-- START OF Records for the task --

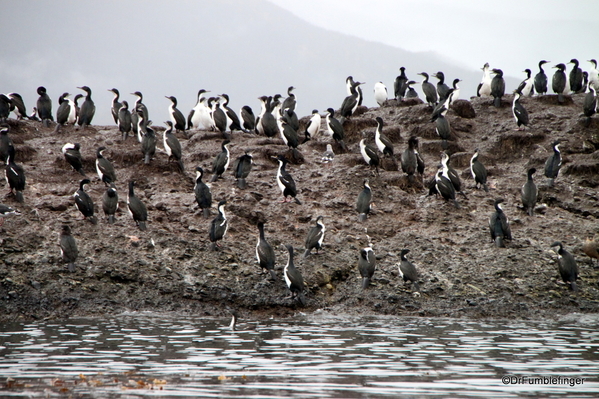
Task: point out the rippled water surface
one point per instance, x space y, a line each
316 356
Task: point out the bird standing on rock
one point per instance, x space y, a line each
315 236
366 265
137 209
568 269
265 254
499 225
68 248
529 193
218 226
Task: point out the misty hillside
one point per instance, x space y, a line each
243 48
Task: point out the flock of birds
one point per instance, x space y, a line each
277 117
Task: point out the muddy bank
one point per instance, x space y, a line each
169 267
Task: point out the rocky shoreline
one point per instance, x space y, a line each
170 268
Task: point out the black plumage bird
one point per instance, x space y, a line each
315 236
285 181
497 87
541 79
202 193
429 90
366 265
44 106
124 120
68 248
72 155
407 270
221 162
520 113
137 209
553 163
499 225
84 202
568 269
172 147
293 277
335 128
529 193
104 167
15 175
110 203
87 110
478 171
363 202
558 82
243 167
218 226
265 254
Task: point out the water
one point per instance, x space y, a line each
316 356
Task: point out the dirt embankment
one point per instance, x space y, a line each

-- END OF Records for the task --

> What to work on: Output every line of the records above verbatim, omitting the pictures.

> The result:
Task: point out the rippled water surface
one point per instance, x space y, a line each
316 356
Task: point out the bird standing on rock
one point per instance, x space y, a line each
315 236
366 265
137 209
568 269
265 254
499 225
68 248
529 193
218 226
Task: point out the misty hillside
one point per instance, x space y, a line each
243 48
Task: point out the flock of birds
one point per instance, x space y, a line each
277 117
Task: point out the muddy bank
one point per instance, x space y, a line each
169 267
Task: point out the rocky shoreline
one point per instance, x space y, a line each
170 268
Task: point out the black plumage bird
one point per instance, x space y, a line each
315 236
285 181
497 87
541 79
202 193
429 90
366 265
44 106
124 120
68 248
72 155
407 270
221 162
520 113
137 209
553 163
499 225
84 202
568 269
172 147
293 277
335 128
529 193
104 167
15 175
110 203
87 110
478 171
363 202
558 82
243 167
218 226
265 254
Task: point out the water
one point per instance, x space y, a line each
316 356
Task: point out the dirt embankment
one point per instance, x space y, a line each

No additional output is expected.